**Exercise brief**
Render the entries from the line containing "cap in the photograph above." through the last line of the entries, both ends included, as a Markdown table with columns Row and Line. Put one line per row, number the rows in order, and omit blank lines.

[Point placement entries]

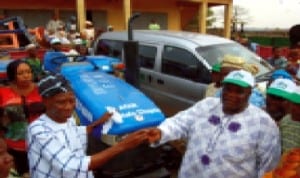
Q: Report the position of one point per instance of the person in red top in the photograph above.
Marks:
(20, 104)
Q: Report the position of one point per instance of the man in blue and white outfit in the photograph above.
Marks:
(57, 146)
(227, 136)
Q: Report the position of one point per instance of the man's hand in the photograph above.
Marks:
(134, 139)
(153, 134)
(105, 117)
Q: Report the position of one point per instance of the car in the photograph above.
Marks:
(175, 66)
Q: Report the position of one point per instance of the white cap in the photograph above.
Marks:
(77, 41)
(281, 87)
(55, 41)
(241, 78)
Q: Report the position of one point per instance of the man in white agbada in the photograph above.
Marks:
(227, 136)
(57, 146)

**Final result**
| Row | Line |
|---|---|
| 1 | Q: Report the position of one point per instance of the white cap in the photograph above. |
| 2 | Marks: |
| 3 | (77, 41) |
| 4 | (281, 87) |
| 5 | (55, 41) |
| 6 | (241, 78) |
| 7 | Q: Report the position of one point per instance of the man in white agbada in the photograph above. |
| 8 | Marks: |
| 9 | (227, 136) |
| 10 | (57, 146) |